- [Document extract]
-- Start --
[200q20v] power steering hose

Phil Rose pjrose at frontiernet.net
Wed Oct 25 12:34:38 EDT 2000

>Phil:  Haven't even taken a look at where the particular bolt is located (my
>two car garage is a no-car garage, as it is full of stuff and woodworking
>equipment at present)...
>but this might be a good time to create a custom tool.
>Can you get a box-end wrench head on the bolt?  If so, perhaps you could buy
>another wrench; cut off the other end so you could slip a length of pipe over
>it for leverage, and heat it with a torch to bend it to a more usable angle?
>Probably about $6 cost; and you'd be able to sell the tool for that to the
>next guy who needs it.
>If not, how about welding a custom-bent cheater bar to fit in a socket?

It's very difficult to see in there without removing the
reservoir--virtually impossible to reach that banjobolt without doing that.
Just in front of *the* bolt in question there is a return-line banjobolt,
which is *much* more accessible.
-- End --
Please reproduce the message about the power steering hose word for word, from start to finish. The records that come next are from a different source than the message above.

- [Stored records]
-- Start --
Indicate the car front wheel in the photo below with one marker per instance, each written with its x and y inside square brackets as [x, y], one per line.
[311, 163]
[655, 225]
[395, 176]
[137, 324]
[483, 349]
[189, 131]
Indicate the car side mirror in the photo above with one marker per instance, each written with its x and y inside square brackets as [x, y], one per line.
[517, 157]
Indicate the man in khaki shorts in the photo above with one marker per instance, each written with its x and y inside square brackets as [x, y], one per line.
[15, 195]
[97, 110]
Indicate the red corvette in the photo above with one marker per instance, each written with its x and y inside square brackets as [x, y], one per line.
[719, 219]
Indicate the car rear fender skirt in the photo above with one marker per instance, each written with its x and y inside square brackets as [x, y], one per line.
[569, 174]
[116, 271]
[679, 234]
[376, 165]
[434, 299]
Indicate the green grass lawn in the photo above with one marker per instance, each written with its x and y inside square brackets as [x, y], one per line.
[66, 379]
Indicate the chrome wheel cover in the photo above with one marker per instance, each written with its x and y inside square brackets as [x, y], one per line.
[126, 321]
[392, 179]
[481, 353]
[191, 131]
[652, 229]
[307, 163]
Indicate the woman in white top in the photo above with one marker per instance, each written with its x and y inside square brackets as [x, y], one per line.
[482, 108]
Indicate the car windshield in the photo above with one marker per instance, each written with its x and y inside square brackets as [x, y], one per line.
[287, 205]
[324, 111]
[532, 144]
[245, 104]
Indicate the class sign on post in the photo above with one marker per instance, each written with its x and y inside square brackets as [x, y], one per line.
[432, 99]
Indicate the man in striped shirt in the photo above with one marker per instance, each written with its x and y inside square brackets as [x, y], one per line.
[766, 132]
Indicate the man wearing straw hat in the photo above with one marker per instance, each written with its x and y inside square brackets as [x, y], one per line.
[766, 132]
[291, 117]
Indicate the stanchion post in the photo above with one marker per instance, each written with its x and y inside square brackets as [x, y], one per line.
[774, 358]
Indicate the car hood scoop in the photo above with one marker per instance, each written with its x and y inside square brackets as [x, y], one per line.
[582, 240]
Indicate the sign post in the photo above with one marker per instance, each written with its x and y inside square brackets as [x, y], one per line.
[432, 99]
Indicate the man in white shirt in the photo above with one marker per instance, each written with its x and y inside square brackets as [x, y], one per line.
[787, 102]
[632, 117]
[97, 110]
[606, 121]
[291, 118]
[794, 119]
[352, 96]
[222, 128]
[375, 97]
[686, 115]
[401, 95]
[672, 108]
-- End --
- [Finished answer]
[200q20v] power steering hose

Phil Rose pjrose at frontiernet.net
Wed Oct 25 12:34:38 EDT 2000

>Phil:  Haven't even taken a look at where the particular bolt is located (my
>two car garage is a no-car garage, as it is full of stuff and woodworking
>equipment at present)...
>but this might be a good time to create a custom tool.
>Can you get a box-end wrench head on the bolt?  If so, perhaps you could buy
>another wrench; cut off the other end so you could slip a length of pipe over
>it for leverage, and heat it with a torch to bend it to a more usable angle?
>Probably about $6 cost; and you'd be able to sell the tool for that to the
>next guy who needs it.
>If not, how about welding a custom-bent cheater bar to fit in a socket?

It's very difficult to see in there without removing the
reservoir--virtually impossible to reach that banjobolt without doing that.
Just in front of *the* bolt in question there is a return-line banjobolt,
which is *much* more accessible.